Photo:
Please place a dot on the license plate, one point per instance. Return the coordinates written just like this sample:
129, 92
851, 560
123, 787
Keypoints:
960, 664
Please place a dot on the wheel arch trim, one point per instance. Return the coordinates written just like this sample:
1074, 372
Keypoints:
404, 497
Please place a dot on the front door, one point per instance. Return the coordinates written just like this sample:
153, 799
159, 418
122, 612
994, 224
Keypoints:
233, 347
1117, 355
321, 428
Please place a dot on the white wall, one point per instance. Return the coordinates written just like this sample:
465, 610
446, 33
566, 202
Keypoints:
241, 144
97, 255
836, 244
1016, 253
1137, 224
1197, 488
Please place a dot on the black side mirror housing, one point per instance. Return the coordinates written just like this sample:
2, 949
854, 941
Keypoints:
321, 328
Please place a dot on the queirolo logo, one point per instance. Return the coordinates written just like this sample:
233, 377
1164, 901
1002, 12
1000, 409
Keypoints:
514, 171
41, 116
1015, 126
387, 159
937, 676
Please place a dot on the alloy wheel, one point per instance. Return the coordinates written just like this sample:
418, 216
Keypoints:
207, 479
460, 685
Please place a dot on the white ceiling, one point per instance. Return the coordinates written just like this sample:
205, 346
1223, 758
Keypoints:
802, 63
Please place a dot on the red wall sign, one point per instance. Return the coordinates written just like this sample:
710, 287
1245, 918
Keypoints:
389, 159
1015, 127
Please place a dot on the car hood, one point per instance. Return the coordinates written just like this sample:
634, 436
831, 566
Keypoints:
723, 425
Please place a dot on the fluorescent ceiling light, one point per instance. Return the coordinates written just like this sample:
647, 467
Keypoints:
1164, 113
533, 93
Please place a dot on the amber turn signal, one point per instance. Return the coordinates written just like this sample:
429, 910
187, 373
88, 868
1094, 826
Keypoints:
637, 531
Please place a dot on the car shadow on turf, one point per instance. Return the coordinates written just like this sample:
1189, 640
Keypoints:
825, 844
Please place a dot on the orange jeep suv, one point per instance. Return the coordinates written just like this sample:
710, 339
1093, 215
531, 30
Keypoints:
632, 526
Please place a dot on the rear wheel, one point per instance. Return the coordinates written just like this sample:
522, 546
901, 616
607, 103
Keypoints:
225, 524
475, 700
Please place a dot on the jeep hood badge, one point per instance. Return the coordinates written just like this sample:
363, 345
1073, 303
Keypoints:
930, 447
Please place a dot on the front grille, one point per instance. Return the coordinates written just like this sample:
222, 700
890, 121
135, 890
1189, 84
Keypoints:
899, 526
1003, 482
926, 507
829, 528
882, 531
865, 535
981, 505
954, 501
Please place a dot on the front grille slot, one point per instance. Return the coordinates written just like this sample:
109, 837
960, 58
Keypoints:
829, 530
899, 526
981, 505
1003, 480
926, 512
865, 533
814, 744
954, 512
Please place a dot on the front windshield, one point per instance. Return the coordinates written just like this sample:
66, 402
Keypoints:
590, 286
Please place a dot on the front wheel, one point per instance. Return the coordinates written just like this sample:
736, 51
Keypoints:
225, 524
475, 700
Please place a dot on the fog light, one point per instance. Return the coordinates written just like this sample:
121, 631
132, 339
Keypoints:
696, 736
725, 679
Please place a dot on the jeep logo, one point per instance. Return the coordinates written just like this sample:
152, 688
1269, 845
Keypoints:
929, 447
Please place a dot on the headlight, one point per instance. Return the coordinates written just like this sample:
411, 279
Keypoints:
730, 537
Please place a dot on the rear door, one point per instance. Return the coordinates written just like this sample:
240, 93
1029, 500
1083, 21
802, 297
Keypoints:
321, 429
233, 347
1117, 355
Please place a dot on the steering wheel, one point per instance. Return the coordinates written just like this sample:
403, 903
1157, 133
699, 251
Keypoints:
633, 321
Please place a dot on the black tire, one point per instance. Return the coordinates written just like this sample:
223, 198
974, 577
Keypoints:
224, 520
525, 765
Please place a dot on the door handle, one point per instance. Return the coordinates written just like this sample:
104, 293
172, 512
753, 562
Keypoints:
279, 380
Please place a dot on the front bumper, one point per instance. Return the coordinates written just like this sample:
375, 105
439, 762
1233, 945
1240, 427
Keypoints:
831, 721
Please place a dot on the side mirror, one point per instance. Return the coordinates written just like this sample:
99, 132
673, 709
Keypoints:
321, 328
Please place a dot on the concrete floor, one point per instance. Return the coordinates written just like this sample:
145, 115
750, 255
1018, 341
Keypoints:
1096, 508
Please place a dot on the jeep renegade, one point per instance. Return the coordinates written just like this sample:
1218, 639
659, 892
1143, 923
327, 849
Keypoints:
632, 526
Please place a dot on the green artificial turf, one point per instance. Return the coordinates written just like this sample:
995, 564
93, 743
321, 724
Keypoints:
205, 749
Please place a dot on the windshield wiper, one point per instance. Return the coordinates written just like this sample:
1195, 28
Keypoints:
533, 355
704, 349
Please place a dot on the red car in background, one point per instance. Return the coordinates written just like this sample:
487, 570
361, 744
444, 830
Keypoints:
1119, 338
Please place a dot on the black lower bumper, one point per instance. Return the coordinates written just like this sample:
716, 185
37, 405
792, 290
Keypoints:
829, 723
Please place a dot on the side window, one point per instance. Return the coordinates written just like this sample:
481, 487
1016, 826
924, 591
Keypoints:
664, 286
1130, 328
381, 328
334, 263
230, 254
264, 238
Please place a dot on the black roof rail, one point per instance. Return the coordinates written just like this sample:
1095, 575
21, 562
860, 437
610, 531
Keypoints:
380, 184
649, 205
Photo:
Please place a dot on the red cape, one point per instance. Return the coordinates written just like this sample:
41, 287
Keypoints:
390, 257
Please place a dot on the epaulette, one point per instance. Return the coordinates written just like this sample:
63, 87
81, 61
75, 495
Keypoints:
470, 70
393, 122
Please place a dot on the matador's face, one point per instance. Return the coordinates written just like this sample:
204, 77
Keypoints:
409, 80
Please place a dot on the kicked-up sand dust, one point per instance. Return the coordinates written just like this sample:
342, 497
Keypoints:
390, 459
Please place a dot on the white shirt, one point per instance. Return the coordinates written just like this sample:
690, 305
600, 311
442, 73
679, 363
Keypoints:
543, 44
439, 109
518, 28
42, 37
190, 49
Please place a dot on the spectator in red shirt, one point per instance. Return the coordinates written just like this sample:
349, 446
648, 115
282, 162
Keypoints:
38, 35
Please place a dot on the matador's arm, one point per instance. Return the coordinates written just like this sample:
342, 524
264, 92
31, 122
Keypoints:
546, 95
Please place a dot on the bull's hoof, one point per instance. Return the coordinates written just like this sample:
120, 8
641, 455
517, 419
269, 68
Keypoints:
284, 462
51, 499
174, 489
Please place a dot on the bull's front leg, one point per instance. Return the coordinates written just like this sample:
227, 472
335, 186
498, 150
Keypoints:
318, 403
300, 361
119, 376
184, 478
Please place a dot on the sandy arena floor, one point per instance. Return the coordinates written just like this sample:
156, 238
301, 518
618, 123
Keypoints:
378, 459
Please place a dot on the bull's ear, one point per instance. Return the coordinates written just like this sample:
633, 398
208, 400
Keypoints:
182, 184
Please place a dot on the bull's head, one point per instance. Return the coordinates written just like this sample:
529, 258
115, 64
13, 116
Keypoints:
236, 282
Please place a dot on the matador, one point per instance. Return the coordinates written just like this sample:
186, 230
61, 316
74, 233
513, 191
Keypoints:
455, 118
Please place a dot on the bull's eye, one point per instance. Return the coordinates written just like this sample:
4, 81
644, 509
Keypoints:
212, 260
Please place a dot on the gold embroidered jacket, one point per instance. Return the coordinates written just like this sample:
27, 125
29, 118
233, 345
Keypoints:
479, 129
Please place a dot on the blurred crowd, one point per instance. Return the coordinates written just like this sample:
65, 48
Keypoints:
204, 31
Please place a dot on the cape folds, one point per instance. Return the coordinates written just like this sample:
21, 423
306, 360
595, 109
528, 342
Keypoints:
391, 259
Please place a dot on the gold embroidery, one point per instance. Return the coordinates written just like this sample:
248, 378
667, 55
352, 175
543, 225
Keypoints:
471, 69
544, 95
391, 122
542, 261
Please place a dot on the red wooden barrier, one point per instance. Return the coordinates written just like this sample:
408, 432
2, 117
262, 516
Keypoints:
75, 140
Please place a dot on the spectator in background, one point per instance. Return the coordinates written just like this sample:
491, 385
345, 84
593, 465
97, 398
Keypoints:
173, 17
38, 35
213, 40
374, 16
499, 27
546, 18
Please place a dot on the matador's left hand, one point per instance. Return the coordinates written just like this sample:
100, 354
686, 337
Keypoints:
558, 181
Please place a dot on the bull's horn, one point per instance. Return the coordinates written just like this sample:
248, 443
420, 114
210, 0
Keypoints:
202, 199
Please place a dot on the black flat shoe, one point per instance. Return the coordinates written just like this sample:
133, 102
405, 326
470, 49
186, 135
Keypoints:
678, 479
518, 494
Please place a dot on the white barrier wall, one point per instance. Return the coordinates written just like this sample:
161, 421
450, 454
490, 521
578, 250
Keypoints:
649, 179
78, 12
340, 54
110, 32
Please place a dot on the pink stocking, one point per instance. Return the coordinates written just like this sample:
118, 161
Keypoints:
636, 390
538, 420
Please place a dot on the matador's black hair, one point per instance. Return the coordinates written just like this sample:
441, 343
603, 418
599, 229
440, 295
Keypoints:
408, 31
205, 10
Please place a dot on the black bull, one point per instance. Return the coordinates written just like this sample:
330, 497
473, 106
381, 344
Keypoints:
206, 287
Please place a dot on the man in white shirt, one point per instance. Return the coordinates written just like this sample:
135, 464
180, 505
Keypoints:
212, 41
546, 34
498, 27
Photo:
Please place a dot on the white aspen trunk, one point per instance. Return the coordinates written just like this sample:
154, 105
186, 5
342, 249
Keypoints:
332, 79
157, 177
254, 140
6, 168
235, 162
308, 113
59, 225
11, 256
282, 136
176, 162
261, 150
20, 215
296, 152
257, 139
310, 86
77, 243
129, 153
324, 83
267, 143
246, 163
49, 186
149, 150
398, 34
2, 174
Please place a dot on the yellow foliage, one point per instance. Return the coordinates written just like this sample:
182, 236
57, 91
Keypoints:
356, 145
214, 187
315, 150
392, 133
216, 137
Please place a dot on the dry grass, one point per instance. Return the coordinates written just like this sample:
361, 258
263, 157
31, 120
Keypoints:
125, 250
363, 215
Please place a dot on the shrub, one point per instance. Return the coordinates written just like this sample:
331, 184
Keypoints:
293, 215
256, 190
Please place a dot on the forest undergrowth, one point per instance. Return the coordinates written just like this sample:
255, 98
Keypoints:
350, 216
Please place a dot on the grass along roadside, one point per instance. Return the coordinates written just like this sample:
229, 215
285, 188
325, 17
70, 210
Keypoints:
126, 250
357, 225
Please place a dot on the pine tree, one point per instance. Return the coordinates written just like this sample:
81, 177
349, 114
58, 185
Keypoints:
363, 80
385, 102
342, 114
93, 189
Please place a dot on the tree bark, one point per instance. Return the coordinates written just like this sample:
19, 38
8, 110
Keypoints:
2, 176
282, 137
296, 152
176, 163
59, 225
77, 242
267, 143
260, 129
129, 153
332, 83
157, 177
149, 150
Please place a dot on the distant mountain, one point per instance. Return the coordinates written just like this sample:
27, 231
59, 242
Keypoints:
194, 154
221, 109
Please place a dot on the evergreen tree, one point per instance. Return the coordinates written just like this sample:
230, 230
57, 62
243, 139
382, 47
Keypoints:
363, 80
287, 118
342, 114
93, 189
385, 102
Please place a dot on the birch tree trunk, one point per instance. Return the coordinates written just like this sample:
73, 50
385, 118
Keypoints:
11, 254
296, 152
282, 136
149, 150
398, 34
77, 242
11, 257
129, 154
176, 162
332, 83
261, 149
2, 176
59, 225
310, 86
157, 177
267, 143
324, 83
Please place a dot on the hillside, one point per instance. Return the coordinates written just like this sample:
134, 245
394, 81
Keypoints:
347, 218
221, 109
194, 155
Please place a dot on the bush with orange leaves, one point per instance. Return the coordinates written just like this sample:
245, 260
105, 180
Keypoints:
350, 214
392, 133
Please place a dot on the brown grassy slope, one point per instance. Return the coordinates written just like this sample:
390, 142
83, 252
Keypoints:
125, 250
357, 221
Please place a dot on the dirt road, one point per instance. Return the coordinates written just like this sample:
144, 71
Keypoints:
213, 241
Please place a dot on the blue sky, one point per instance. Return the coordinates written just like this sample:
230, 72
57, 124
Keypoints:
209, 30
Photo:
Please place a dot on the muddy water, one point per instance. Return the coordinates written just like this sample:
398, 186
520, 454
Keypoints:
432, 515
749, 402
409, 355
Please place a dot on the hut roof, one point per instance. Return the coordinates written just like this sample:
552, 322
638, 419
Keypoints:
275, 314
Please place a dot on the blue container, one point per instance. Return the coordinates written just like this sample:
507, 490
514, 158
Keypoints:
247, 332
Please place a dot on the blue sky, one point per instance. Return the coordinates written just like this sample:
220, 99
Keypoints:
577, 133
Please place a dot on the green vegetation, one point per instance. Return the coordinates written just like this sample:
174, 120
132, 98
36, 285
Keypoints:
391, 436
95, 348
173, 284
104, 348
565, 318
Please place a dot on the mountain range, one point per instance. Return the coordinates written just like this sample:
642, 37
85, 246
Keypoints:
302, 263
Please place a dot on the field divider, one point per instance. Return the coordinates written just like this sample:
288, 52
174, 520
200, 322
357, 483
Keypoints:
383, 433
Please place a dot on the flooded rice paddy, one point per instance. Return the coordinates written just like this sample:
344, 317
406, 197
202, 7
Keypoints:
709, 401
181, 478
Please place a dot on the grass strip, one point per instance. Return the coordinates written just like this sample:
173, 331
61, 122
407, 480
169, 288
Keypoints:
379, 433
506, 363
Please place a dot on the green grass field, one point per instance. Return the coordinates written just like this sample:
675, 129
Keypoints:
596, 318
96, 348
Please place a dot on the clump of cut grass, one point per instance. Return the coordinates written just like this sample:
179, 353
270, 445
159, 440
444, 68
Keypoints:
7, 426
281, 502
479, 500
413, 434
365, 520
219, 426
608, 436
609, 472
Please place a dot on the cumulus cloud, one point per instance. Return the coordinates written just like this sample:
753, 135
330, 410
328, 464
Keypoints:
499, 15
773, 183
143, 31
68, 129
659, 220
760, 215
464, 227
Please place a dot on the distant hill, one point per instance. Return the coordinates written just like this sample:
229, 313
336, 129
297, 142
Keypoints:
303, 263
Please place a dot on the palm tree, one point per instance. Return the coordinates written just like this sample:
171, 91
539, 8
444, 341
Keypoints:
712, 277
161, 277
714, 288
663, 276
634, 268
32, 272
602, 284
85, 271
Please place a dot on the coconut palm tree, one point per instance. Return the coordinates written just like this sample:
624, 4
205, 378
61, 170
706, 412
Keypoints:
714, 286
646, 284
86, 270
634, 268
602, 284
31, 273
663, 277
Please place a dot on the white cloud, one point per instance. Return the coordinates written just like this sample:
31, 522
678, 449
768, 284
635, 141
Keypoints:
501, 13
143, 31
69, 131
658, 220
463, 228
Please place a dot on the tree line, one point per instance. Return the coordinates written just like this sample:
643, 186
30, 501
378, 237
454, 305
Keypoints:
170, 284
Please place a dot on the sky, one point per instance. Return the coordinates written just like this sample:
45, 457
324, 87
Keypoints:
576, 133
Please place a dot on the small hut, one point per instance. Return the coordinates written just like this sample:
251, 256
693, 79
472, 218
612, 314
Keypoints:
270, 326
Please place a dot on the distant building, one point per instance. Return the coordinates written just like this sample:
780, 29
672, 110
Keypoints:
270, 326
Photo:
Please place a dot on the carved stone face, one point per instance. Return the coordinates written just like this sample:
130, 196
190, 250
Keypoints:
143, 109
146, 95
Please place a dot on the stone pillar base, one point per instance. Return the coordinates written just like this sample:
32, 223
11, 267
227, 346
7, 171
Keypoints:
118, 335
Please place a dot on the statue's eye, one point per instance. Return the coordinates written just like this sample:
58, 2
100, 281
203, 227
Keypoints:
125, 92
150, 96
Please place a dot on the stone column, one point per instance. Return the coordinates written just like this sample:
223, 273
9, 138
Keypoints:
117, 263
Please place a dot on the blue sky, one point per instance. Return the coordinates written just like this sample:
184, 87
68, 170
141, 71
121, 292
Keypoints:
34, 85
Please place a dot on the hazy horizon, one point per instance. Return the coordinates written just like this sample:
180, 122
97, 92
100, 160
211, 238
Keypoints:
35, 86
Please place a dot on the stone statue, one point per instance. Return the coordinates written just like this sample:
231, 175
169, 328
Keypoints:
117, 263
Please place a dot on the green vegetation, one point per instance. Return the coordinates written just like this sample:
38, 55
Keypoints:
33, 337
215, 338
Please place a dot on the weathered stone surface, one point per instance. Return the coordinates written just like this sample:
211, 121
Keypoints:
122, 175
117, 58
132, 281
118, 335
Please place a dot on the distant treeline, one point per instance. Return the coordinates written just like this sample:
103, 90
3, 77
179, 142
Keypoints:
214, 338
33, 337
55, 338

= = = =

Work request –
Among the lines of the data, find every one that holds "wall" and copy it.

Exercise output –
Please place a dot on the white wall, one point per instance. Return the coordinates written just like this sample:
Please place a dot on the red wall sign, one point per instance. Return the coordinates written just like this sample:
Please place a dot on the white barrier wall, one point per instance. Return the coordinates written just like this sample:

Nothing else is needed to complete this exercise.